Start of Excerpted passage

The Executive Director of Crime Check Foundation (CCF), Ibrahim Oppong Kwarteng has indicated that the fight against breast cancer must not be a yearly fight but must be an everyday agenda to save lives.
This he said is because the disease is deadly and claims more lives than any other illness.
Mr. Kwarteng said this when he was hosted on Peace FM’s ‘Mpom Te Sen’ show to narrate how he lost his wife, Amina Oppong Kwarteng to the disease and to announce an action plan dubbed, the ‘Meena Breast Cancer Awareness’ project to help sustain the war against the canker.
According to him the yearly advocacy on the disease seems not to yield the needed result as many women become aware of themselves only during the breast cancer awareness month of October.
He said the fight must be consistent throughout the year to be able to combat breast cancer-related deaths.
“The disease breaks families apart. The cost of treatment involved is huge and the chance of survival of a patient is narrow so we want to fight breast cancer every day and not only in October. The yearly advocacy is not sustainable,” he said.
Mr. Kwarteng said apart from the advocacy, breast cancer patients would also be supported financially to undergo treatment under the project.
“We would go to female prisons, villages, towns to drum home the advocacy to do early examination and screening of the breast. The project would be run alongside CCF’s Health Check Series to support patients undergoing treatment. We cannot win this war alone, so we would need the support of the general public to be able to carry out the campaign effectively,” he appealed.
Detailing how his wife, Mrs. Kwarteng succumbed to the disease, Mr. Kwarteng said the campaign was an initiative she intended to champion if she got well but the unfortunate happened. This he said has inspired him to execute the dream of her wife relentlessly.
“I am going to do this till I depart this earth,” he vowed.
The ‘Meena Breast Cancer Awareness’ project is due for launching on October 6, 2022, at the Old Labour Hall in Accra.

End of Excerpted passage
Start of Given records

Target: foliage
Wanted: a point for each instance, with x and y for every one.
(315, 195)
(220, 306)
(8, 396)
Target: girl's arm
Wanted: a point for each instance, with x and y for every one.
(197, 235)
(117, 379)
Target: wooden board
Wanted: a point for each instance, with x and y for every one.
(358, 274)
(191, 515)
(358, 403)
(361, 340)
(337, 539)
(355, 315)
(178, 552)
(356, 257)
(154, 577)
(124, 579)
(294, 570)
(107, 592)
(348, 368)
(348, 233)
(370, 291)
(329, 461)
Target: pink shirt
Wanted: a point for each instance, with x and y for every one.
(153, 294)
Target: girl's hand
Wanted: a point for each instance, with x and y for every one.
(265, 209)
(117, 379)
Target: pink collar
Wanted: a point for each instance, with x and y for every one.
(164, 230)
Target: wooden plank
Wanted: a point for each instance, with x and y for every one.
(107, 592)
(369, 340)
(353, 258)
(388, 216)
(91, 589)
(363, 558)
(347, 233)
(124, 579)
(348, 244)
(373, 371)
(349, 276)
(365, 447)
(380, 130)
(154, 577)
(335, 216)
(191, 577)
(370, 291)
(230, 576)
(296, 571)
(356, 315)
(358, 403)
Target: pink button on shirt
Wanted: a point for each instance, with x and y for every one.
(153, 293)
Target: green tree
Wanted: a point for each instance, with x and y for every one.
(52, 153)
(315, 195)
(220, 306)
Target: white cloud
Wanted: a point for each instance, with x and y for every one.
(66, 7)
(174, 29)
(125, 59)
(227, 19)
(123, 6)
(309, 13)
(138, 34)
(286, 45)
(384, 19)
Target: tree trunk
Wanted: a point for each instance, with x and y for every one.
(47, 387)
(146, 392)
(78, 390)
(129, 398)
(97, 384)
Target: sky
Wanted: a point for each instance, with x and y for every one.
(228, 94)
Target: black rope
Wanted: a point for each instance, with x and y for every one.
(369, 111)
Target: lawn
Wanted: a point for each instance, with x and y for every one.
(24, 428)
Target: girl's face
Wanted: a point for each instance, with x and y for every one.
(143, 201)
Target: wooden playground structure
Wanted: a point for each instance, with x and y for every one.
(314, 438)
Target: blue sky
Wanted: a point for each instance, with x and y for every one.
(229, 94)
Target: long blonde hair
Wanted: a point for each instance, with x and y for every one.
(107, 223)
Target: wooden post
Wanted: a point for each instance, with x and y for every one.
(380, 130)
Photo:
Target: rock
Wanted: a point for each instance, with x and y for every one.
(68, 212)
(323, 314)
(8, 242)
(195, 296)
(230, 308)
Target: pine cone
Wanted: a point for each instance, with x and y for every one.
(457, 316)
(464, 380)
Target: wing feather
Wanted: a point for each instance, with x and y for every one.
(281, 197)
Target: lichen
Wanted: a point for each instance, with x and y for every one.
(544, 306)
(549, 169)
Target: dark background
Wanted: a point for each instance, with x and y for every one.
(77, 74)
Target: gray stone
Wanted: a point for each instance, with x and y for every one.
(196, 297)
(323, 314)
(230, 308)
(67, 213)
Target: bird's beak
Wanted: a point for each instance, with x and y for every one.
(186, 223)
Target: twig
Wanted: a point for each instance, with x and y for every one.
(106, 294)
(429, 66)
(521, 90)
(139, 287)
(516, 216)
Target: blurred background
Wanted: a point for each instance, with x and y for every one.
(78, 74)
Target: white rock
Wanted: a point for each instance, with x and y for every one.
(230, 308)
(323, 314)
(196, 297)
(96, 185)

End of Given records

=== Task instructions ===
Please copy the breast cancer article above word for word, starting at the words "He said the" and stopping after "under the project.".

=== Expected answer ===
He said the fight must be consistent throughout the year to be able to combat breast cancer-related deaths.
“The disease breaks families apart. The cost of treatment involved is huge and the chance of survival of a patient is narrow so we want to fight breast cancer every day and not only in October. The yearly advocacy is not sustainable,” he said.
Mr. Kwarteng said apart from the advocacy, breast cancer patients would also be supported financially to undergo treatment under the project.